__Region pointing data__:
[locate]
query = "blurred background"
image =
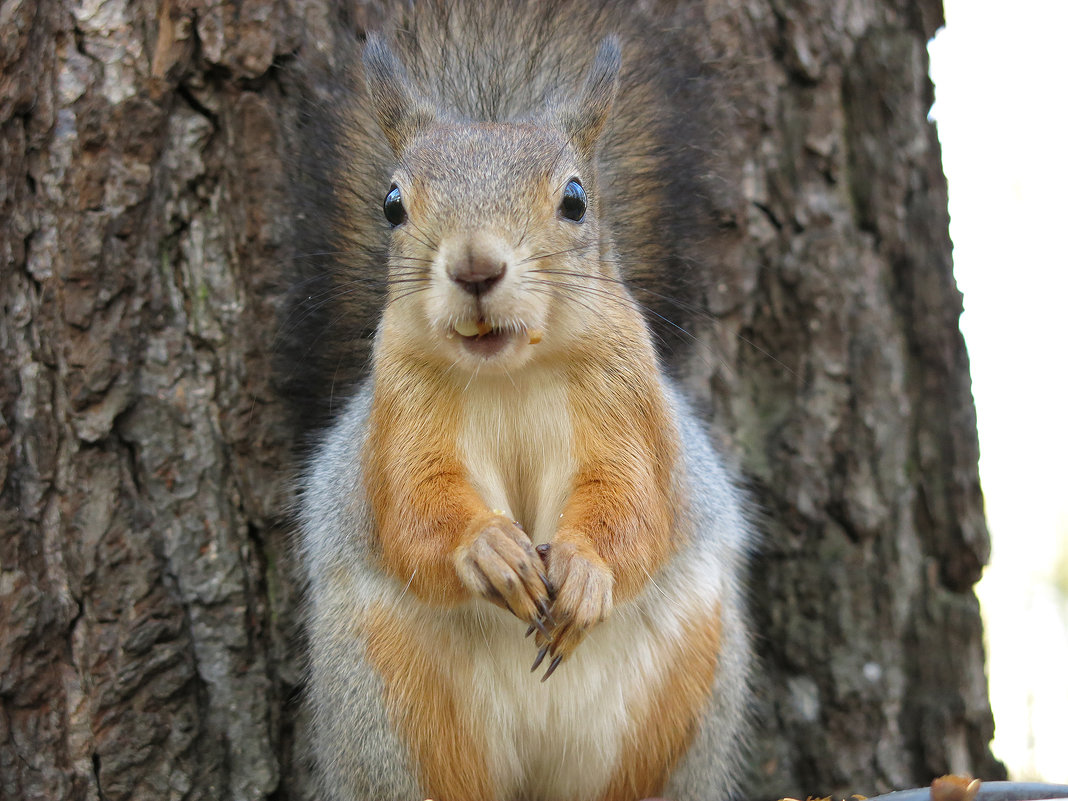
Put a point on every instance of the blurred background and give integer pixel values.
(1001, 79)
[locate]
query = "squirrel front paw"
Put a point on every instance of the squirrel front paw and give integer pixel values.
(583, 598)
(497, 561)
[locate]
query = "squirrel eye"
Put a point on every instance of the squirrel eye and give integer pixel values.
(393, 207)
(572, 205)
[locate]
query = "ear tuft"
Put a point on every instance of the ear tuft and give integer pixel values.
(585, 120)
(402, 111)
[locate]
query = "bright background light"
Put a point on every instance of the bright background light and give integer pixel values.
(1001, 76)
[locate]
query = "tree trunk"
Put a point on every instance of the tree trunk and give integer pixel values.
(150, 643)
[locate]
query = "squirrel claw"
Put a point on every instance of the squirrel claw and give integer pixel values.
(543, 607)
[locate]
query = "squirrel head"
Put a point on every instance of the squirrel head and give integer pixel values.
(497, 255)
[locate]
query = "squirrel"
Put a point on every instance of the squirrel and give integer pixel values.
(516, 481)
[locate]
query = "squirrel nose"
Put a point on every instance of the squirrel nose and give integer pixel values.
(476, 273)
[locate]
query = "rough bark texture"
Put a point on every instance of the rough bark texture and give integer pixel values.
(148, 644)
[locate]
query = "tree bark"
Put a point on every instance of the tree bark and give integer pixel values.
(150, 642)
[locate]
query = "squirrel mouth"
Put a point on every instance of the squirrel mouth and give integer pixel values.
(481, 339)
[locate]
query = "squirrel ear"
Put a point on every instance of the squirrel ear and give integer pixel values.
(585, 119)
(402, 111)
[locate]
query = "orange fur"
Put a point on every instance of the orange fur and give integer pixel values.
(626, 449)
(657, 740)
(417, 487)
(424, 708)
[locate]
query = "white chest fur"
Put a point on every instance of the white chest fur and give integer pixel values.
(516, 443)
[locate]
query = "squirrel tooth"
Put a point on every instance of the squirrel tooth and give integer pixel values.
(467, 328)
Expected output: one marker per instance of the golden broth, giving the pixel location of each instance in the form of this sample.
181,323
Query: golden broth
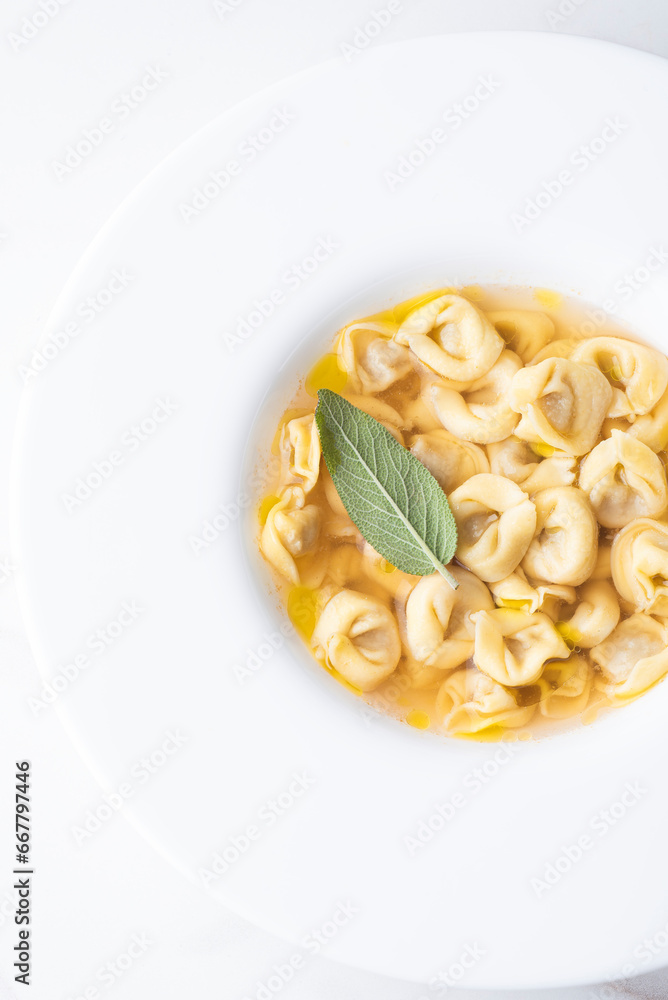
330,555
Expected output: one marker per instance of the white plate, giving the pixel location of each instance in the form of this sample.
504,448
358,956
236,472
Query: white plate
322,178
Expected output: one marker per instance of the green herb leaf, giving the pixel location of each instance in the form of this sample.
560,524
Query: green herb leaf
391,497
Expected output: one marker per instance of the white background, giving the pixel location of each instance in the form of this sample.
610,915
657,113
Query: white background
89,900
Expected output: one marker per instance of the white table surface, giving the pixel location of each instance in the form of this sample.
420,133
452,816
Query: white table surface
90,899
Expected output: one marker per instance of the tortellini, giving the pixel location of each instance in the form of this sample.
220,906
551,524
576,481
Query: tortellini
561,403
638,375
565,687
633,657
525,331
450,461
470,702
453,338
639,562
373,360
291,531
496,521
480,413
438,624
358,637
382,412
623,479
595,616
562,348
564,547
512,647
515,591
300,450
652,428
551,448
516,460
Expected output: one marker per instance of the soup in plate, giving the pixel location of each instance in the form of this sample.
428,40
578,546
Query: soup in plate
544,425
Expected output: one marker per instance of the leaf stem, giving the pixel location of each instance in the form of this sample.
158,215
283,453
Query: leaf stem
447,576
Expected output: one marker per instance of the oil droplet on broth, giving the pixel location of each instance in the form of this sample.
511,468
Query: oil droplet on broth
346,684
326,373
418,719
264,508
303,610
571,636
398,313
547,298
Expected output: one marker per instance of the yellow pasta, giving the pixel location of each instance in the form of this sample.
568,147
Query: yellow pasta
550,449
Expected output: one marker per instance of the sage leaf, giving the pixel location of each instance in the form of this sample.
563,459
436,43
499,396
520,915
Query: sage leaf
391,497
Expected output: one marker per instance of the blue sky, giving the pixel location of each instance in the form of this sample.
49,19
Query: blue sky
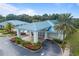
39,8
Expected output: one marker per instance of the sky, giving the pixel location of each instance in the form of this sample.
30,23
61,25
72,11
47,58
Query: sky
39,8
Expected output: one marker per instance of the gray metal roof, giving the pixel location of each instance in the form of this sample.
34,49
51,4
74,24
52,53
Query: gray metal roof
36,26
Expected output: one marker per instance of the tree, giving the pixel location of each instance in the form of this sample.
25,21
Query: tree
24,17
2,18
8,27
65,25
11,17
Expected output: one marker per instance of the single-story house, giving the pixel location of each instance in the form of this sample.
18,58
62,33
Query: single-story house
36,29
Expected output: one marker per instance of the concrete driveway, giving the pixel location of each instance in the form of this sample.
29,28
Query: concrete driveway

...

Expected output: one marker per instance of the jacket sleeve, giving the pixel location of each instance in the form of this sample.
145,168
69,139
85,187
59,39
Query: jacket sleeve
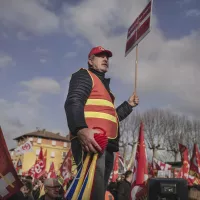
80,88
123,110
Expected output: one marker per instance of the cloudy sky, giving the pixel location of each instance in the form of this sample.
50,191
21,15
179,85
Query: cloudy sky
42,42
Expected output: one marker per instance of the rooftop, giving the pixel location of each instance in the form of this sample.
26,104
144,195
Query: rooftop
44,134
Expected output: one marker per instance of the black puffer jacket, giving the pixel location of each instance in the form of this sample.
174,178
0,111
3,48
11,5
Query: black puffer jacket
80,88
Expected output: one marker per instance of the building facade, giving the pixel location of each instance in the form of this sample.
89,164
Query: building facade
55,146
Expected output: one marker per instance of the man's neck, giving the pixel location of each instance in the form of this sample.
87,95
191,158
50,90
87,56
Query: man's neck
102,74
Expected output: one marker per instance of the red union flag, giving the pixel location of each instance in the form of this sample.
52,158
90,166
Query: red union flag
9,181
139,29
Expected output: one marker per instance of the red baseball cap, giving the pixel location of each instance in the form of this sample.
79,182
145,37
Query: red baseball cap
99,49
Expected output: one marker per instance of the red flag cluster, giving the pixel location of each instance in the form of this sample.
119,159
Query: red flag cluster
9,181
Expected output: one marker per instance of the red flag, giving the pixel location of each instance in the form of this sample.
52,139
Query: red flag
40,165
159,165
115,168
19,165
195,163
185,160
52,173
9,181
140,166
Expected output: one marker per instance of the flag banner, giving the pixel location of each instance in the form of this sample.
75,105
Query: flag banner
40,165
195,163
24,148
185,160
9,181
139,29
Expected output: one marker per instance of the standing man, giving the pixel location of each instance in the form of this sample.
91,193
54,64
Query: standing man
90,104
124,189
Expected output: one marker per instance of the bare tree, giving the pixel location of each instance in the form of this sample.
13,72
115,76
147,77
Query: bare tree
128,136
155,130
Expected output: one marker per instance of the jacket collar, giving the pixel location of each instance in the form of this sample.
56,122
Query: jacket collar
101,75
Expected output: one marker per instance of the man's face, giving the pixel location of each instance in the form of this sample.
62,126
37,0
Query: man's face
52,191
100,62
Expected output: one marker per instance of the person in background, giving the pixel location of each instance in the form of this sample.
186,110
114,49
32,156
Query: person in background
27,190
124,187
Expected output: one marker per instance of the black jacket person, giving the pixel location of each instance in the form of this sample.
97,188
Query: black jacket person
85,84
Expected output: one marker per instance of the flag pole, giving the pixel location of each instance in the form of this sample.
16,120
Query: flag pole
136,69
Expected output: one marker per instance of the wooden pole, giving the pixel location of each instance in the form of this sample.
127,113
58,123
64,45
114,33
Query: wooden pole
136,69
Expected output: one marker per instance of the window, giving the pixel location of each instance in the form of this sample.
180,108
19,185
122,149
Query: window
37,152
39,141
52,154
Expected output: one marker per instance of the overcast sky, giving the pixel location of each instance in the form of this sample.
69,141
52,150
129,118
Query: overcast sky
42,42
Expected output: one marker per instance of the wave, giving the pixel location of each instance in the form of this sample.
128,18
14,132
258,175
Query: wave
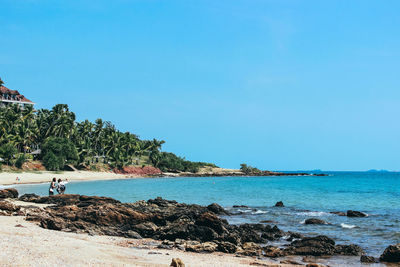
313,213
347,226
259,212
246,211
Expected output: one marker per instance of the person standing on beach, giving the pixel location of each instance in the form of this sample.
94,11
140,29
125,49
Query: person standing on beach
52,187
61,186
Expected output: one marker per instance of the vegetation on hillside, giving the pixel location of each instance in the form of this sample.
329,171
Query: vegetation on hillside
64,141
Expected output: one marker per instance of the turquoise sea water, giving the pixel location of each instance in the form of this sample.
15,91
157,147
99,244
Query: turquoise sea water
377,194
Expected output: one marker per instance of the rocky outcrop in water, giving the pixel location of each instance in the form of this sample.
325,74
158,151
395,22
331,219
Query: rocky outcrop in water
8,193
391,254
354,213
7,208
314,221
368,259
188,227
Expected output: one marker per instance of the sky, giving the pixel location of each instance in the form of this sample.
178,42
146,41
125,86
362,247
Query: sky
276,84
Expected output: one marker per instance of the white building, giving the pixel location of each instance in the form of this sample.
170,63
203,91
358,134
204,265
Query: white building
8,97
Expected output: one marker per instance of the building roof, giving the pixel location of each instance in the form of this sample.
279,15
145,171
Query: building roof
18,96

---

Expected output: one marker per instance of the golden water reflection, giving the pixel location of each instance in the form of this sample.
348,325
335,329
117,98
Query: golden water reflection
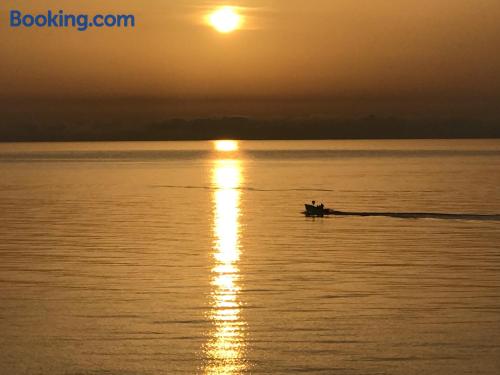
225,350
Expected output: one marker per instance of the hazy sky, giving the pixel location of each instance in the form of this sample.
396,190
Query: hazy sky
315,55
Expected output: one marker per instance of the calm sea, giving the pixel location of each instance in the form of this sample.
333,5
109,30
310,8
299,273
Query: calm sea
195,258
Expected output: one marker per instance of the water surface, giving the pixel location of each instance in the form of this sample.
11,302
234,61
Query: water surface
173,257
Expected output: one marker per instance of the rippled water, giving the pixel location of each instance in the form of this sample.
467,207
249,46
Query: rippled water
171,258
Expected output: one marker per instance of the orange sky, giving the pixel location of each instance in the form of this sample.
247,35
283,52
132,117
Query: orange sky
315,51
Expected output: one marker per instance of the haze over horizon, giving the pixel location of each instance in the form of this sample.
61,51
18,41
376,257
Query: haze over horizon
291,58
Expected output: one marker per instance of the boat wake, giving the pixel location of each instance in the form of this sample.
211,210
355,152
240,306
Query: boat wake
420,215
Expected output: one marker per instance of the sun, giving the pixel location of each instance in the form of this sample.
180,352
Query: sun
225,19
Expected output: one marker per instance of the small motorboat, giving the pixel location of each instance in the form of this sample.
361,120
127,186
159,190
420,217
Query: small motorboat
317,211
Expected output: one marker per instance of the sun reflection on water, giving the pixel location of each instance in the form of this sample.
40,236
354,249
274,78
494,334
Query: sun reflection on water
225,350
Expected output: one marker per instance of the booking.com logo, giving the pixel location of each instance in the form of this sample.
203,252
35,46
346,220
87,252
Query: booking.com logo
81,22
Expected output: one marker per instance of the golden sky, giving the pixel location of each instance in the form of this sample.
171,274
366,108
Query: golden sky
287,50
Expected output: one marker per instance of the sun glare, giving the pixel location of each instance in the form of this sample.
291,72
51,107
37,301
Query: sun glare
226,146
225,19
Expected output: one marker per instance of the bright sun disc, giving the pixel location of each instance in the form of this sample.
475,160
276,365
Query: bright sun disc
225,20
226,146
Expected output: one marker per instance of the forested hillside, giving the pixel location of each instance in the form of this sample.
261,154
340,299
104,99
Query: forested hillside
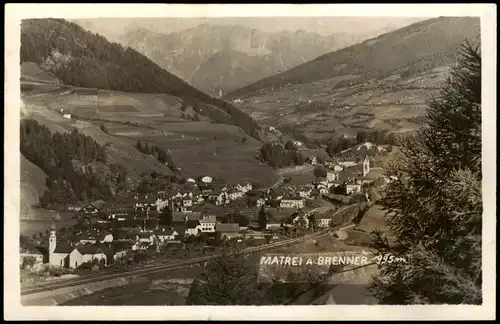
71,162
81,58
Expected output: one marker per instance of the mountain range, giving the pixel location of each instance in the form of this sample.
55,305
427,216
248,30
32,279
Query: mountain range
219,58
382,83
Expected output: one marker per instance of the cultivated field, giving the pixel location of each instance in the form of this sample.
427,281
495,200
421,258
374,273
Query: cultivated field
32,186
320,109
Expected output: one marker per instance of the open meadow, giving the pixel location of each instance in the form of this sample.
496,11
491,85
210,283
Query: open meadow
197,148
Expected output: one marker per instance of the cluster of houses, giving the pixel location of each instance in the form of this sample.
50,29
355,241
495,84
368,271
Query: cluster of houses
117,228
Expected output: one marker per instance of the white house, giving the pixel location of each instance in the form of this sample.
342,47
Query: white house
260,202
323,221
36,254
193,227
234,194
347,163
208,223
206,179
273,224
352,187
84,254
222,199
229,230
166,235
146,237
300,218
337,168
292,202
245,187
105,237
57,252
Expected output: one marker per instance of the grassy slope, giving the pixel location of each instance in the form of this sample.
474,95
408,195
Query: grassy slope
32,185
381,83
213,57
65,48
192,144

__Try it__:
Check each line of the data above for the string "concrete", and copy the ones that have it.

__Exercise output__:
Expected output: one marker per instance of the concrete driveway, giving the pixel location of each instance in the form of this sample.
Query: concrete driveway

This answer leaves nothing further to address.